**Provided information:**
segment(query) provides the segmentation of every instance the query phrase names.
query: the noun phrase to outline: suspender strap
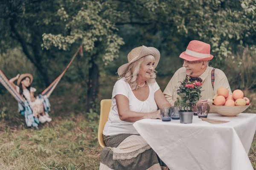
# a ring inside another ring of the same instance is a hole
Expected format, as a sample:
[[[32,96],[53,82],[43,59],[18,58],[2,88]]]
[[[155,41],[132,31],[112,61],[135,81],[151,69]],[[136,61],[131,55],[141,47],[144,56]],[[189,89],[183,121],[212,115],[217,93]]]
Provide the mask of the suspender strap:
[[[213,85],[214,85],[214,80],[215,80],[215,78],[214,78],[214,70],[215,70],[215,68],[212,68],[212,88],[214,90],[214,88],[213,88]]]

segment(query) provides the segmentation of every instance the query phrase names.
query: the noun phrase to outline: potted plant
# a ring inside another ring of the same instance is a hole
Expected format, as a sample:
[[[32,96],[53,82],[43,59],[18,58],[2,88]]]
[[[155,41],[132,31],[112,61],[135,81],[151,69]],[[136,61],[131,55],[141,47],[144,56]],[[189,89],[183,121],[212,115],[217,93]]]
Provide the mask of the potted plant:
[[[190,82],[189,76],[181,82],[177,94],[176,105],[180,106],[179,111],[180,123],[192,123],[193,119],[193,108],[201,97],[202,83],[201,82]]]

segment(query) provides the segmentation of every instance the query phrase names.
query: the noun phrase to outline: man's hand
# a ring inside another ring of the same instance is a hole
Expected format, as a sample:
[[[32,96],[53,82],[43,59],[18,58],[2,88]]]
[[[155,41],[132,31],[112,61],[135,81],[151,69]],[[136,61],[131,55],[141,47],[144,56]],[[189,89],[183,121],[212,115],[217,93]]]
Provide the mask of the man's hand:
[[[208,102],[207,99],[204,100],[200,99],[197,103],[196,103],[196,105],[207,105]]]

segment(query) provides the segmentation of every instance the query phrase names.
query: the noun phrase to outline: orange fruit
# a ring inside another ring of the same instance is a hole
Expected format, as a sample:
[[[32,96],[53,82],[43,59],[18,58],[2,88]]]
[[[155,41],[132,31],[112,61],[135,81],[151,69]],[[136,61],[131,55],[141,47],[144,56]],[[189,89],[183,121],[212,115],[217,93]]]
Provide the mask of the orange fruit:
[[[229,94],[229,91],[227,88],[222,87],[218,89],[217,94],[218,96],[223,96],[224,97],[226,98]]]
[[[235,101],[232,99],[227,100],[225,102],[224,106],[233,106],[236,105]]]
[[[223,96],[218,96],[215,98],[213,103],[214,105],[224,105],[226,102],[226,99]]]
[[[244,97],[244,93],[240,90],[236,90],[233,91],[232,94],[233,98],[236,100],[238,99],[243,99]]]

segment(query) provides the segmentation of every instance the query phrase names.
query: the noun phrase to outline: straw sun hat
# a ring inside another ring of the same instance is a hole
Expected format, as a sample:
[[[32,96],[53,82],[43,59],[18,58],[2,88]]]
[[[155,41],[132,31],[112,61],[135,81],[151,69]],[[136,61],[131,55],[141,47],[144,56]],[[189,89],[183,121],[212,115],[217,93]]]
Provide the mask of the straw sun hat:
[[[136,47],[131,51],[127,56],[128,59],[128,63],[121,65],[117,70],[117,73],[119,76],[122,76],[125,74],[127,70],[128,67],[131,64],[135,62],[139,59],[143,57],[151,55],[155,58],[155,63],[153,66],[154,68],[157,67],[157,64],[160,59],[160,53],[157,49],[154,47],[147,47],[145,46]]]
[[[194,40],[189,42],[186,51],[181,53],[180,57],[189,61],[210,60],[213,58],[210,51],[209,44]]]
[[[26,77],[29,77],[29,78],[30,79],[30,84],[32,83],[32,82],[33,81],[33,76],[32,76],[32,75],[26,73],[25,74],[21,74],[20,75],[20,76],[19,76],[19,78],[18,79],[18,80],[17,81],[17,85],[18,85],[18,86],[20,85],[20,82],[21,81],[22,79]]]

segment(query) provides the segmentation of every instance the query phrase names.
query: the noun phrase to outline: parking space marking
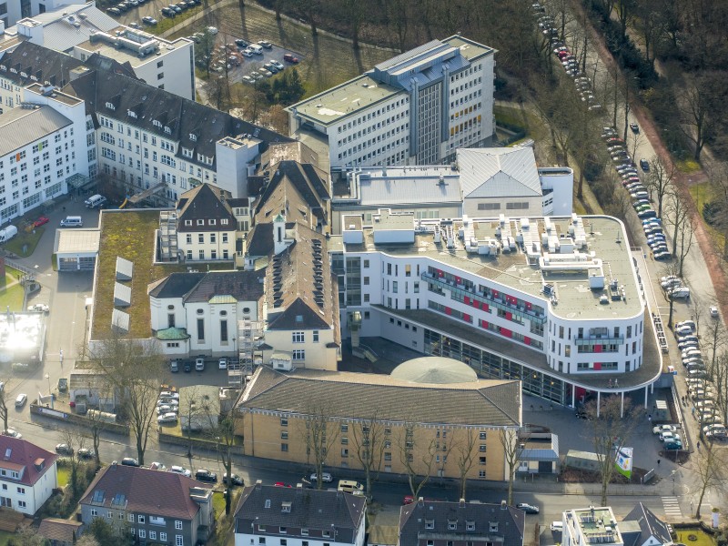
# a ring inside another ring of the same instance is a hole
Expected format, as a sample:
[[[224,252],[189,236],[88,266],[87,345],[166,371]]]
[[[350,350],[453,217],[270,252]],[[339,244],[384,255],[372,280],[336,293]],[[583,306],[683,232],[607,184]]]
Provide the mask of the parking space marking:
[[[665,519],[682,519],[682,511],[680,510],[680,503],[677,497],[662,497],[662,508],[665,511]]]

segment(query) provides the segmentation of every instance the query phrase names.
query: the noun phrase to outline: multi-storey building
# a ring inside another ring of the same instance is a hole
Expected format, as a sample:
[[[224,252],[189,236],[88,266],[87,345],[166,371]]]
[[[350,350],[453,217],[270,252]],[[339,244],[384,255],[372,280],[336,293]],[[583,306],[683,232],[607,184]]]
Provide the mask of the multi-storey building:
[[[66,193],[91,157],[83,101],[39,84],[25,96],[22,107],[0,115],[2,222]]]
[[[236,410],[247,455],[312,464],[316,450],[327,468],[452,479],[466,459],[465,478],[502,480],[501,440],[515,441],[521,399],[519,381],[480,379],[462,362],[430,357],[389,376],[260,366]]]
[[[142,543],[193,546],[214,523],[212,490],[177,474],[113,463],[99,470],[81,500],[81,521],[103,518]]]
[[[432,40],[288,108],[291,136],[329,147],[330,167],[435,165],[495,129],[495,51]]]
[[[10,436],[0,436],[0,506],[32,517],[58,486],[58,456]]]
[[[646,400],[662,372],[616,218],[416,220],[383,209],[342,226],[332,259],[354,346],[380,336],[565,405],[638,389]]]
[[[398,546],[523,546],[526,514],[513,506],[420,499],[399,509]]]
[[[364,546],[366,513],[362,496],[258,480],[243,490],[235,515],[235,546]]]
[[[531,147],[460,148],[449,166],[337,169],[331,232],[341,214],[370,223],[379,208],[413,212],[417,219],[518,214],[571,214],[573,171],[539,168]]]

**Problem to solve:**
Print all of the data above, reproducing each line without any change, and leave the pictures out.

**Reply:**
segment(query) provides the segmentation of every instance the query phrase names.
query: the noun phrase to outline: suspender strap
# a ring inside another ring of the same instance is a hole
Expected format, as a sample:
[[[32,96],[53,82],[43,59],[18,58],[2,88]]]
[[[155,41],[132,31],[112,61],[135,81],[151,69]],[[136,61],[131,55],[141,47],[144,56]],[[189,89],[183,121],[212,115],[217,93]]]
Provide the mask of the suspender strap:
[[[213,85],[214,85],[214,80],[215,80],[215,78],[214,78],[214,70],[215,70],[215,68],[212,68],[212,88],[214,90],[214,88],[213,88]]]

segment(query) provides the segmentation of every instance the query phrase names.
query: the noun phrase to outline: potted plant
# a ring inside another ring of the same instance is a hole
Expected format, as a sample:
[[[32,96],[53,82],[43,59],[18,58],[2,88]]]
[[[155,41],[132,31],[112,61],[135,81],[151,69]],[[136,61],[131,55],[141,47],[144,56]],[[189,89],[183,121],[212,115],[217,93]]]
Provide the mask of the potted plant:
[[[190,82],[189,76],[181,82],[177,94],[176,105],[180,106],[179,111],[180,123],[192,123],[193,119],[193,108],[201,97],[202,83],[201,82]]]

segment(query) provides the segmentation of every instance the query phrase names.
query: the noun phrase to outline: man's hand
# a ring inside another ring of the same instance is a hole
Expected format, as a sample:
[[[32,96],[53,82],[43,59],[18,58],[2,88]]]
[[[155,41],[132,31],[112,61],[135,81],[151,69]],[[136,61],[131,55],[141,47],[144,56]],[[189,89],[183,121],[212,115],[217,93]]]
Provide the mask of the man's hand:
[[[208,102],[207,99],[204,100],[200,99],[197,103],[196,103],[196,105],[207,105]]]

segment(query) provides the segmentation of every instance the query phrase names.
query: the noun phrase to outline: orange fruit
# a ring inside another ring of the same instance is a hole
Expected format, as a sample:
[[[32,96],[53,82],[43,59],[18,58],[2,88]]]
[[[155,41],[132,31],[112,61],[135,81],[151,69]],[[136,61],[131,55],[141,47],[144,56]],[[189,89],[183,121],[212,115],[217,93]]]
Provide the mask of the orange fruit:
[[[229,94],[229,91],[227,88],[222,87],[218,89],[217,94],[218,96],[223,96],[224,97],[226,98]]]
[[[235,101],[232,99],[227,100],[225,102],[224,106],[233,106],[236,105]]]
[[[223,96],[218,96],[215,98],[213,103],[214,105],[224,105],[226,102],[226,99]]]
[[[244,97],[244,93],[240,90],[236,90],[233,91],[232,94],[233,98],[236,100],[238,99],[243,99]]]

segment(query) provides the segmentation of every instance the query phrase names.
query: the noun phrase to outline: straw sun hat
# a ring inside another ring of the same instance is a hole
Expected format, as a sample:
[[[32,96],[53,82],[43,59],[18,58],[2,88]]]
[[[155,41],[132,31],[112,61],[135,81],[151,69]],[[136,61],[131,55],[141,47],[144,56]],[[189,89],[183,121],[212,115],[217,93]]]
Provide the mask of the straw sun hat:
[[[136,47],[131,51],[127,56],[128,59],[128,63],[121,65],[117,70],[117,73],[119,76],[122,76],[125,74],[127,70],[128,67],[131,64],[135,62],[139,59],[143,57],[151,55],[155,58],[155,63],[153,66],[154,68],[157,67],[157,64],[160,59],[160,53],[157,49],[154,47],[147,47],[145,46]]]
[[[194,40],[189,42],[186,51],[181,53],[180,57],[189,61],[210,60],[213,58],[210,51],[209,44]]]
[[[26,77],[29,77],[29,78],[30,79],[30,84],[32,83],[32,82],[33,81],[33,76],[32,76],[32,75],[26,73],[25,74],[21,74],[20,75],[20,76],[19,76],[19,78],[18,79],[18,80],[17,81],[17,85],[18,85],[18,86],[20,85],[20,82],[21,81],[22,79]]]

segment(query) provides the segmentation of every instance the query phrase names.
query: the noun phrase to outline: parking space marking
# a ring inside another ring of the same instance is a hole
Expected format, as a sample:
[[[224,252],[189,236],[88,266],[87,345],[166,371]]]
[[[350,350],[453,217],[270,252]],[[339,244],[384,255],[372,280],[336,293]],[[583,306],[683,232],[607,184]]]
Provide the mask of the parking space marking:
[[[665,519],[682,519],[682,511],[680,510],[680,503],[677,497],[662,497],[662,508],[665,511]]]

segment(query) provides the segmentation of every instance the query phrase names.
query: the noun phrase to outline: multi-storey building
# a ring inside another ring of the same instance is a hole
Expected format, as a sample:
[[[224,252],[189,236],[88,266],[87,345],[166,371]]]
[[[350,350],[453,217],[270,252]],[[339,244],[384,255],[372,280],[336,293]],[[583,306],[683,232],[607,184]]]
Provide the mask of the multi-storey building:
[[[66,193],[91,157],[83,101],[39,84],[25,96],[22,107],[0,115],[2,222]]]
[[[236,410],[247,455],[312,464],[316,450],[327,468],[452,479],[466,459],[465,478],[502,480],[501,440],[515,441],[521,399],[519,381],[480,379],[462,362],[430,357],[389,376],[260,366]]]
[[[142,543],[193,546],[214,523],[212,490],[177,474],[113,463],[99,470],[81,500],[81,521],[103,518]]]
[[[432,40],[288,108],[291,136],[329,147],[330,167],[435,165],[495,129],[495,51]]]
[[[10,436],[0,436],[0,506],[32,517],[58,486],[58,456]]]
[[[646,400],[662,372],[616,218],[416,220],[383,209],[342,226],[332,259],[354,346],[380,336],[565,405],[638,389]]]
[[[398,546],[523,546],[526,514],[513,506],[420,499],[399,509]]]
[[[364,546],[366,513],[362,496],[258,480],[243,490],[235,515],[235,546]]]
[[[531,147],[460,148],[449,166],[337,169],[331,232],[341,214],[370,223],[379,208],[413,212],[417,219],[518,214],[571,214],[573,171],[539,168]]]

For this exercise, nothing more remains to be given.